- What is needed: Copy out every row below word for word, leaving the pictures out.

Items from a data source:
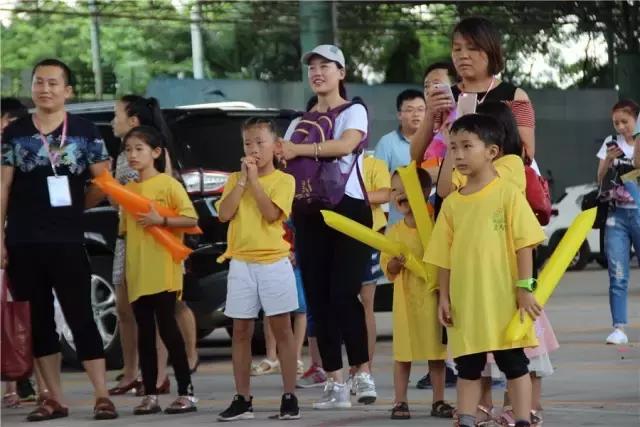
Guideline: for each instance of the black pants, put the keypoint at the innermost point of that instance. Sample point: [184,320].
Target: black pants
[333,267]
[513,363]
[35,270]
[160,307]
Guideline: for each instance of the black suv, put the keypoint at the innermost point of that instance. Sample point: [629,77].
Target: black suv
[208,147]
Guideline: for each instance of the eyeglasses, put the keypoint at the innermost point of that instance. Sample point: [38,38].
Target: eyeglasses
[420,110]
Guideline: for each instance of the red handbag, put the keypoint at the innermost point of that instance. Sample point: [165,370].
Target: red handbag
[538,195]
[15,339]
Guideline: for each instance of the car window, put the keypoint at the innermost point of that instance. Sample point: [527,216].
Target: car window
[211,142]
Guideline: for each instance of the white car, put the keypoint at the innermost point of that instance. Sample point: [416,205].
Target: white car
[564,212]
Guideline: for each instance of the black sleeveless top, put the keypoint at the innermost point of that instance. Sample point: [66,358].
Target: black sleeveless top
[503,92]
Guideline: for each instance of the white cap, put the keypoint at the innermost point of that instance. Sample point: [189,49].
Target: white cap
[327,51]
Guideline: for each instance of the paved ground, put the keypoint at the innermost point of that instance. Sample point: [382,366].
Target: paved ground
[594,384]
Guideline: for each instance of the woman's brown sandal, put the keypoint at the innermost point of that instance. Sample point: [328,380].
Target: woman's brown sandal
[49,409]
[442,409]
[10,400]
[400,411]
[485,417]
[164,388]
[104,409]
[125,388]
[148,406]
[182,405]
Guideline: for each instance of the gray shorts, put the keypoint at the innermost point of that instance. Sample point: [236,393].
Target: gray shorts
[252,286]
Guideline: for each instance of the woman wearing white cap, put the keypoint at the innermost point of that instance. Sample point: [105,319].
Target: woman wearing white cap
[332,264]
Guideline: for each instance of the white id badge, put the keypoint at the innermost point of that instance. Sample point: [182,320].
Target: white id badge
[59,192]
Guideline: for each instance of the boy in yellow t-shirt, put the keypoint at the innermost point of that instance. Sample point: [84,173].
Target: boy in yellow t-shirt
[417,334]
[257,200]
[482,243]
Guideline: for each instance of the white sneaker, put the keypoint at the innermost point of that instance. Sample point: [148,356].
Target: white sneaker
[351,385]
[334,396]
[617,337]
[365,388]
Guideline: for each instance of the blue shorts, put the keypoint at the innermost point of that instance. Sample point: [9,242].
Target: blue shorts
[302,302]
[373,271]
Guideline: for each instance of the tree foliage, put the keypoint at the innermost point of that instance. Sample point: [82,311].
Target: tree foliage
[390,41]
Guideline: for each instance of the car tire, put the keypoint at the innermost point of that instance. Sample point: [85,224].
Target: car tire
[105,315]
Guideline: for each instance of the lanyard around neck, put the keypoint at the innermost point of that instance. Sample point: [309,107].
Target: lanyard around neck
[54,158]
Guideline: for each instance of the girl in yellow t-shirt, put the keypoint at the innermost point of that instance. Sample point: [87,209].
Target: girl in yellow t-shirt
[154,279]
[417,334]
[482,243]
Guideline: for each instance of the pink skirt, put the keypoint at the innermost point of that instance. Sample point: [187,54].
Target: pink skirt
[546,339]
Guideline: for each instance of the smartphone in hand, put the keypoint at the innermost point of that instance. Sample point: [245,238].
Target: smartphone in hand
[612,144]
[445,88]
[467,103]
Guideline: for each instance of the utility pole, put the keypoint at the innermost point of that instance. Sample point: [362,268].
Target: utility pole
[95,48]
[196,41]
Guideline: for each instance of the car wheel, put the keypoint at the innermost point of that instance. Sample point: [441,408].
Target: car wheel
[103,301]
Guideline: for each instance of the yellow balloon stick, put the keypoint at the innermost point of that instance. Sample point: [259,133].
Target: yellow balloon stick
[374,239]
[415,196]
[554,270]
[424,222]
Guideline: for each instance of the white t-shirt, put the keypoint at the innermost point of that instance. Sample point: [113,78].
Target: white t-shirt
[354,117]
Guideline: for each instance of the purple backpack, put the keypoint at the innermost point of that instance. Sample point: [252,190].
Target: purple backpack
[320,183]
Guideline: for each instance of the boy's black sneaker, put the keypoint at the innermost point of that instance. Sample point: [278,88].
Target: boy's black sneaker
[239,409]
[289,409]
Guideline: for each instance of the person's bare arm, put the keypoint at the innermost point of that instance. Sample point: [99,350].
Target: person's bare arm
[524,298]
[7,179]
[269,210]
[229,205]
[444,303]
[343,146]
[420,140]
[527,134]
[94,195]
[445,185]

- Result:
Guideline: for each instance of the black pants, put the keypoint at the innermost point of that instance. Sample point: [184,320].
Target: black pants
[333,267]
[513,363]
[35,270]
[160,307]
Guideline: for each instance of the black suv, put the keypoint at the innermost point of that instance. Sample point: [629,77].
Target: black suv
[208,147]
Guideline: for each instance of the eyeglasses, put the keypoint at the innermost point of that instance. Sample point: [38,38].
Target: eyeglasses
[420,110]
Guideline: for each instance of the red handbag, put the keypoint at the innermost point of that instance. Sample point: [165,370].
Target: red handbag
[538,195]
[15,339]
Guideline: for each instance of the car window, put the keypoint at the innermost point of that instance. Sample point: [527,216].
Target: car window
[211,142]
Guideline: for each instance of the white car, put the keypoint at the innermost point of that instance. Sample point: [416,205].
Target: white car
[564,212]
Guideline: for each instance of the black sleeveless top, put the keypoint at the innermost point of that instance. Sample point: [66,358].
Target: black sleeveless top
[503,92]
Guideline: for each instance of the white cap, put the keypoint at the innermost point of that instance. Sample point: [189,49].
Target: white cap
[327,51]
Guideline: for each instance of the paved ground, put the keypoint at the innermost point of that instance. Sample point: [382,366].
Target: paved ground
[594,384]
Guideline: for each instance of the woman's brown sandal, put the keypoint at the innermost point of that instance. Sample point: [328,380].
Target: woman's brown sandal
[49,409]
[442,409]
[10,400]
[400,411]
[485,417]
[164,388]
[104,409]
[125,388]
[148,406]
[182,405]
Guideline: for each instance of the gray shorts, put the keypoint at the innermost point of that instance. Sample point: [236,393].
Target: gray shorts
[252,286]
Guideline: for each instance of the woman wearing white cap, put the keypoint at the innermost point of that instance. Sample point: [105,319].
Target: woman wearing white cap
[332,264]
Guideline: for each instance of the white id badge, put the keypoint at the innermost point of that instance. Sample point: [182,320].
Target: white id badge
[59,192]
Guideline: for each instance of the boy in yellow t-shirt, put the keypoint at the innermost point of that instance. Sample point: [84,173].
Target: boy in yellow t-shirt
[417,334]
[257,200]
[482,243]
Guideline: for each instance of the white sneaker, put the keypoint at the innermost point of that instance. Sample point: [148,356].
Target: white sneaker
[351,385]
[334,396]
[617,337]
[365,388]
Guideline: for each instance of the blue shorts, put the keypoint at the innermost point of that instance. Sample point: [9,242].
Target: blue shorts
[302,302]
[373,271]
Guideline: for each instance of the tree foliage, put the keypoint at the innermost point of that instance. Sample point: [82,311].
Target: tree foliage
[390,41]
Guideline: for each instance of the car tire, put the keypoint at the innermost point of that instance. Sample point: [85,224].
Target: car tire
[105,315]
Guideline: for each instance of the lanyard around neck, put the keypoint at the innermost point of that instance. Sample point: [309,107].
Target: lanyard around neck
[54,158]
Guideline: for each instance of the girl in yellow t-shirt, put the keypoint at the innermost point of that instance. Sample point: [87,209].
Target: girl in yellow t-shirt
[154,279]
[417,334]
[482,243]
Guideline: for each instance of the pink skirt, put the keypoint at the innermost point of that instance. Sample point: [187,54].
Target: pink skirt
[546,339]
Guideline: for each instance of the smartphone in hand, put the keypoint at the innermost point of that instance. Sample point: [245,238].
Target: smartphone in hand
[612,144]
[445,88]
[467,103]
Guideline: for each instance of the utility pole, put the keypoint at the innermost point of that instance. Sample point: [362,268].
Target: utility pole
[95,48]
[196,41]
Guideline: for each instance of the car wheel, put the keypoint at the innermost point of that instance. Sample point: [441,408].
Target: car wheel
[103,301]
Guideline: for each instance of the yellow balloon stick, put the keypoint at the innermost point of that instance. Sample point: [259,133].
Target: yellow balloon stick
[374,239]
[415,196]
[554,270]
[424,222]
Guideline: for each instance of the white t-shirt, put the keypoint at the innermost point of that instance. Sample point: [113,78].
Target: white t-shirt
[354,117]
Guideline: for each instance of the purple backpack, put the keypoint at the innermost point of that instance. Sample point: [252,190].
Target: purple backpack
[320,183]
Guideline: for each instance of the boy's black sneaker, put the keypoint at the innermost point of that instance. Sample point: [278,88].
Target: boy's black sneaker
[239,409]
[289,409]
Guideline: for each instance of the person's bare arm, put the keypoint at the innermost point of that instance. Sample point: [99,350].
Target: person's bare arm
[524,298]
[7,179]
[269,210]
[229,205]
[444,303]
[343,146]
[420,140]
[527,134]
[94,195]
[445,185]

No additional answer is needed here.